Given entries:

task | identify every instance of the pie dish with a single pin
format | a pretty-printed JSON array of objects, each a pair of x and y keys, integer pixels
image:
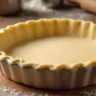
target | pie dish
[{"x": 49, "y": 53}]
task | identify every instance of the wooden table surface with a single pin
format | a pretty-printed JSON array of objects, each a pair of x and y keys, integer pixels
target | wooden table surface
[{"x": 70, "y": 13}]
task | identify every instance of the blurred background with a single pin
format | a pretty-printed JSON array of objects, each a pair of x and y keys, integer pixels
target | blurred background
[
  {"x": 42, "y": 9},
  {"x": 13, "y": 11}
]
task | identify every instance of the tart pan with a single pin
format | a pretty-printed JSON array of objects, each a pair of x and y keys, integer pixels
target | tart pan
[{"x": 54, "y": 76}]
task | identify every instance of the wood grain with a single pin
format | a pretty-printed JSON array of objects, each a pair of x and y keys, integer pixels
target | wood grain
[{"x": 4, "y": 21}]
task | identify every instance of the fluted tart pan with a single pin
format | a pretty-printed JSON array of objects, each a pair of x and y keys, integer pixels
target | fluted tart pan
[{"x": 51, "y": 76}]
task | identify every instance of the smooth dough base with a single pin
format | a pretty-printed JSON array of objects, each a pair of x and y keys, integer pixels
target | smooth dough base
[{"x": 56, "y": 50}]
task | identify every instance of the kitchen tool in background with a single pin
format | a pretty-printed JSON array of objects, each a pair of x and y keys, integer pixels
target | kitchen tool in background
[{"x": 8, "y": 7}]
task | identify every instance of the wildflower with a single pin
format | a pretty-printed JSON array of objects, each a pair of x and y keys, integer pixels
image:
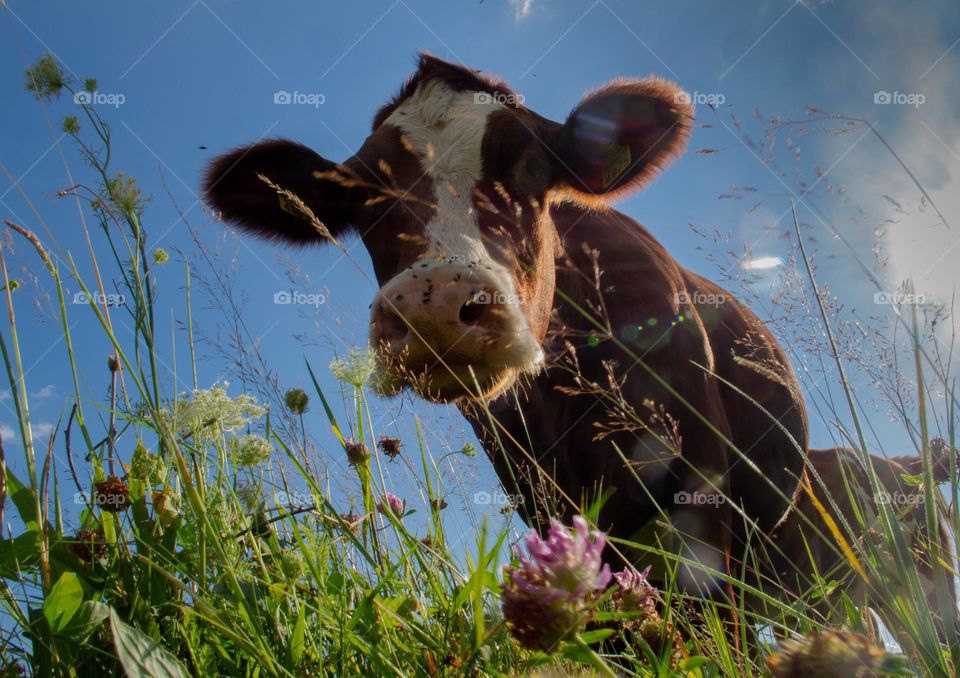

What is needed: Pictures are to be left out. Everything else in the records must be written out exactly.

Task result:
task | identify every instance of the pie dish with a single pin
format | a pretty-printed JSON array of objects, each a pair of x and y keys, integer pixels
image:
target | pie dish
[{"x": 49, "y": 53}]
task | identify every instance of the wooden table surface with a single pin
format | a pretty-printed JSON array of objects, each a pair of x and y keys, integer pixels
target | wooden table surface
[{"x": 70, "y": 13}]
task | identify every instance of the blurred background with a single pin
format | a pretty-printed JSON array of objects, each a pair of x and y keys, integer pixels
target | blurred background
[
  {"x": 42, "y": 9},
  {"x": 13, "y": 11}
]
task | identify every instance of the tart pan with a single pin
format | a pretty-printed JSON array of objects, each a pair of x and y keys, integer pixels
target | tart pan
[{"x": 54, "y": 76}]
task | identify every instance of the wood grain with a single pin
format | a pretty-printed JSON array of objects, each a pair of x and y keys, integer pixels
target | wood grain
[{"x": 4, "y": 21}]
task | identify every instance of the fluted tart pan with a single pin
format | a pretty-printed JSON array of objects, each a pair of x and y keys, integer pixels
target | fluted tart pan
[{"x": 51, "y": 76}]
task | identify every instance of the smooth dough base with a single pin
format | a pretty-printed JSON array of objects, each a pair of x and y keys, integer pixels
target | smooth dough base
[{"x": 56, "y": 50}]
task | identify every instance of the kitchen tool in background with a single pin
format | a pretty-printed JSON array of objects, each a pair of x and y keys, integer pixels
target | kitchen tool in background
[{"x": 8, "y": 7}]
task | identify every instance of the wildflower with a single pin
format | a pretty-printed JSON array of objects, each a pair of x and y keys, integer pixels
image:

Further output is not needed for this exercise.